Your goal: Recast the data as a numbered list with blank lines left out, starting with the line that contains "Query: dark background" and going on through the line that contains "M 0 5 L 42 25".

◆ ◆ ◆ ◆ ◆

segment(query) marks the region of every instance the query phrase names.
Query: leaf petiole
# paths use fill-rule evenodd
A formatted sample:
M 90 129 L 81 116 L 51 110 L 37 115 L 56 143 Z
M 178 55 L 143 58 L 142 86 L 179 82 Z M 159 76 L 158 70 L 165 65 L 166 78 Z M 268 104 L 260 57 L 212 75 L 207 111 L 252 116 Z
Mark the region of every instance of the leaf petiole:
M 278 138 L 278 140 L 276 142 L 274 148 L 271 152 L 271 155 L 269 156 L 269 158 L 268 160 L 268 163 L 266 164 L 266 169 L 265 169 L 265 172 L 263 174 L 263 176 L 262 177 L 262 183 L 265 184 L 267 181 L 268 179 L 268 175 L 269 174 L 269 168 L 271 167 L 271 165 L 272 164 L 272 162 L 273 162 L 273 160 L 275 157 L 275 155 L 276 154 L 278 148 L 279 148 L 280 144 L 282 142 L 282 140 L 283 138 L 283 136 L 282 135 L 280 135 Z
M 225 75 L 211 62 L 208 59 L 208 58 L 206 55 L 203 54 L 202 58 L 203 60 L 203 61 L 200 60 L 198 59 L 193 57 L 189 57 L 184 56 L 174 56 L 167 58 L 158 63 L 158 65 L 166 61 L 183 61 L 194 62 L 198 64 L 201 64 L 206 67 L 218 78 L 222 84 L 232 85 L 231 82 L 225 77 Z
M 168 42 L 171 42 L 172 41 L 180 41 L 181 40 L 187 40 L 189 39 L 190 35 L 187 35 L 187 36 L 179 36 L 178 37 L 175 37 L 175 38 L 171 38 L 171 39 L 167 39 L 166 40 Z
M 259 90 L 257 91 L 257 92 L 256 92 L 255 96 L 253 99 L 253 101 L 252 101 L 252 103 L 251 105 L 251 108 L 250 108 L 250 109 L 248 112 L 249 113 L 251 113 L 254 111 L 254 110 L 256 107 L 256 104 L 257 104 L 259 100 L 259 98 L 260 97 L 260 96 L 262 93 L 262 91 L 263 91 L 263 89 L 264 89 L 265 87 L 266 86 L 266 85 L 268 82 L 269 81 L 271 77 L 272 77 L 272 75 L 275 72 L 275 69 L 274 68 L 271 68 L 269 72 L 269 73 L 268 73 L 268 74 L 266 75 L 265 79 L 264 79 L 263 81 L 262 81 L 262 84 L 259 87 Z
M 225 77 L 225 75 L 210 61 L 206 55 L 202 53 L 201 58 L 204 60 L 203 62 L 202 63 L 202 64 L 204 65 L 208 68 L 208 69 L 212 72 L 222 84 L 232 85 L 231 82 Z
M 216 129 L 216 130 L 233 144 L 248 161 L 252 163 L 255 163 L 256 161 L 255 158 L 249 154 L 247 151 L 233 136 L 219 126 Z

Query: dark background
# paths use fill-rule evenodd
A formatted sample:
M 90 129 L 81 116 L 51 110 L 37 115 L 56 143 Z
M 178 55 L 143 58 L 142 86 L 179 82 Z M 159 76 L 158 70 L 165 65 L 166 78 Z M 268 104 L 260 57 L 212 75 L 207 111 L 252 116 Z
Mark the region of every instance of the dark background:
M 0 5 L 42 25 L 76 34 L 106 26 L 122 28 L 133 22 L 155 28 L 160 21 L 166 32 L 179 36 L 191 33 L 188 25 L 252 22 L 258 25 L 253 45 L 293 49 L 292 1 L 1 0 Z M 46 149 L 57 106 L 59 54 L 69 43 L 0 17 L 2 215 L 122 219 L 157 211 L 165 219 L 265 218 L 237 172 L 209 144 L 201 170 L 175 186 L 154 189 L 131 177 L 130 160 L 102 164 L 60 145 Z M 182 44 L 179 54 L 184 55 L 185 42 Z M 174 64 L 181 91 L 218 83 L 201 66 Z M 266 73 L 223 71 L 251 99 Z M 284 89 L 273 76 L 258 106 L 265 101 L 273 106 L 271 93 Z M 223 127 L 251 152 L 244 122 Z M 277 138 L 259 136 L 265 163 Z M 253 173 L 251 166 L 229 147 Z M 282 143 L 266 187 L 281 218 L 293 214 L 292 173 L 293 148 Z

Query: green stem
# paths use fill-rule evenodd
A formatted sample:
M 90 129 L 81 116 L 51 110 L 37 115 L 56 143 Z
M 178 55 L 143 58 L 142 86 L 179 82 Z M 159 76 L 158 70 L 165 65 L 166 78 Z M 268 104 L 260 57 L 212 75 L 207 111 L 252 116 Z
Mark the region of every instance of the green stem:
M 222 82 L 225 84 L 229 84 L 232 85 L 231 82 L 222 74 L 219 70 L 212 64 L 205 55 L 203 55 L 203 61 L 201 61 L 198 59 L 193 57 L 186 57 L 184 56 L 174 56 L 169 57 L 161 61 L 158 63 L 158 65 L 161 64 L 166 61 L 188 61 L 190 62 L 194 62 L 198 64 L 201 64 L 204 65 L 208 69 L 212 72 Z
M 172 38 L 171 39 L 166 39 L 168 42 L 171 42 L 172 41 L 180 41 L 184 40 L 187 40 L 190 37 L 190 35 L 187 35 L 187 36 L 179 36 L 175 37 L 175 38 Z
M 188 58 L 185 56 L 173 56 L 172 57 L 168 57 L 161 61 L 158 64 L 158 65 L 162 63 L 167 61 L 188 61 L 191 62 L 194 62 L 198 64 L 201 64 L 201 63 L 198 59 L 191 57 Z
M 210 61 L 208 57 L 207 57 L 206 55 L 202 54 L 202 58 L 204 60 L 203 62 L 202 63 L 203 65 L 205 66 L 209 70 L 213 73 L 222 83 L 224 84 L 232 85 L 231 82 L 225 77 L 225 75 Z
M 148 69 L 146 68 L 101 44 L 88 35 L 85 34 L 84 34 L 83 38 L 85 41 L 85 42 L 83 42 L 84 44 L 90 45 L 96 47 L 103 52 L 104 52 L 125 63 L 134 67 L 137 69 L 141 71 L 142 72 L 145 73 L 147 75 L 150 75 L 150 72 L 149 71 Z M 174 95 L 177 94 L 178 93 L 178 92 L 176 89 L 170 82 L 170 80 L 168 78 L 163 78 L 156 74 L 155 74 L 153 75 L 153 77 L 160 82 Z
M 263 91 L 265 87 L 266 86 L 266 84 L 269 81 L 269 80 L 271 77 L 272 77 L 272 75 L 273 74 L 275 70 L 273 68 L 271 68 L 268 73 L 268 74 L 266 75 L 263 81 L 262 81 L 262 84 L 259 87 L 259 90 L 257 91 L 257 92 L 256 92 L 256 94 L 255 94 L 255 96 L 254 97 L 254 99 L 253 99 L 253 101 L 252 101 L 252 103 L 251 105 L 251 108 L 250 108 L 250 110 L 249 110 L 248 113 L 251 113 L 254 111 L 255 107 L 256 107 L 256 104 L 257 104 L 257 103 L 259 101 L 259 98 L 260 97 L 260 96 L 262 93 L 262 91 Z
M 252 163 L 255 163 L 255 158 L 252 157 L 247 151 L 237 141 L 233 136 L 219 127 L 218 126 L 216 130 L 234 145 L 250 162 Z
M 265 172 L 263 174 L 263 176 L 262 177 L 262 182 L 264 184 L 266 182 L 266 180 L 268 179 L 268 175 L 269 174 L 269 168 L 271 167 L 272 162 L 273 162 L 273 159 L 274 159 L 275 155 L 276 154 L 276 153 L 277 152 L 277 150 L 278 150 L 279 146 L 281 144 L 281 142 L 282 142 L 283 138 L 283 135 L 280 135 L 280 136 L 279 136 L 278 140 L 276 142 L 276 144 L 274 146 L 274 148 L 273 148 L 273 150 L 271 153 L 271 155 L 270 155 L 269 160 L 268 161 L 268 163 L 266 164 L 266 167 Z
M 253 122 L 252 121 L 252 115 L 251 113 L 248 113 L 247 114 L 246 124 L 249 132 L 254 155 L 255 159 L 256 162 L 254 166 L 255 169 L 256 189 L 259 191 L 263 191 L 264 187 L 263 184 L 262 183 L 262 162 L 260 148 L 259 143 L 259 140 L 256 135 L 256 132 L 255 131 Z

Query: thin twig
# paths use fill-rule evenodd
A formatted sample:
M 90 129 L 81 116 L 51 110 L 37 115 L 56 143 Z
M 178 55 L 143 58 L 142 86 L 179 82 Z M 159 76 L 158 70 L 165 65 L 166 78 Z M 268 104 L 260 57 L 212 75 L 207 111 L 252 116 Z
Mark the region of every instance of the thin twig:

◆ ◆ ◆ ◆ ◆

Solution to this problem:
1. Query: dark background
2. # paths use fill-rule evenodd
3. A formatted sample:
4. M 90 129 L 81 116 L 51 110 L 37 115 L 56 143 Z
5. M 178 55 L 143 58 L 142 86 L 179 82 Z M 159 76 L 158 70 L 165 65 L 166 78 Z M 268 104 L 260 57 L 212 75 L 207 111 L 252 116 Z
6. Mark the region of every instance of the dark background:
7. M 0 5 L 42 25 L 76 34 L 106 26 L 122 28 L 133 22 L 155 28 L 160 21 L 166 32 L 179 36 L 191 33 L 188 25 L 252 22 L 258 25 L 253 45 L 293 49 L 292 1 L 1 0 Z M 46 149 L 57 106 L 59 54 L 69 43 L 0 17 L 2 215 L 122 219 L 157 211 L 165 219 L 265 218 L 237 172 L 209 144 L 201 170 L 175 186 L 154 189 L 131 177 L 130 160 L 102 164 L 60 145 Z M 182 44 L 179 54 L 184 55 L 185 42 Z M 174 64 L 181 91 L 218 83 L 201 66 Z M 266 73 L 223 71 L 251 99 Z M 284 89 L 273 76 L 258 106 L 265 101 L 273 106 L 271 93 Z M 223 127 L 251 152 L 244 122 Z M 277 138 L 259 136 L 265 163 Z M 253 173 L 251 166 L 229 147 Z M 282 143 L 266 187 L 281 218 L 293 214 L 292 173 L 293 148 Z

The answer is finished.